Exercise prompt:
Translate into Spanish the following sentence from the text on mental illness below: "Similarly cancer is no longer what it used to be."

It’s funny – the husband and I were watching the news earlier and in a(nother) piece about the snow a reporter was talking to the son of a elderly woman who was snowed in. This man suffered from a heart attack on Friday. Friday! It’s Wednesday lunch time and he’s sat at his kitchen table sipping a cup of tea and wearing a nice jumper. Until fairly recently a heart attack was fatal, people who suffer from a heart attack are not usually brewing up and having a chat in their chintzy kitchen a mere five days later.
Similarly cancer is no longer what it used to be. The research and the improvements and the advancements mean that so many cancers can be treatable now. All this is just amazing and both of these things are big, scary illnesses that are not uncommon, not unheard of and very much out there in the public arena.
But you’d never hear anyone say ‘I have a cancer problem’ or ‘I had a bit of a heart attack problem last Friday but I’m right as rain now…another tea?’ would you?
So why coin the phrase mental health problem? The opposite of health is ill health illness – tomayto tohmahto – doesn’t that do?
I honestly don’t think that I have a problem with my mental health. I know that I have a mental illness. Can’t we just call it what it is? Or is this just my problem?

Oh how I agree and sympathise. I have a mental ILLNESS but very few people know as I’m too embarassed to tell them. Not because I am ashamed of myself but because people just don’t understand it. I have seen peoples expressions when I have said that I have a psychiatrist so i never go any further than that. I find people very wary of me but I’m still me and just because I get depressed and have scary thoughts it doesn’t mean i’m going to suddenly just go off on one. In fact I handle my ILLNESS quite well usually but sometimes it comes and bites me on the bum and I try to stay away from people.
I have severe depressive disorder and I’m PROUD.

Dataset excerpts:
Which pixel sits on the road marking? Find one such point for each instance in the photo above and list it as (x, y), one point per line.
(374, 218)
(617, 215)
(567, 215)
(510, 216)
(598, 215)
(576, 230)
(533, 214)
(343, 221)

Response:
Del mismo modo, el cáncer ya no es lo que era.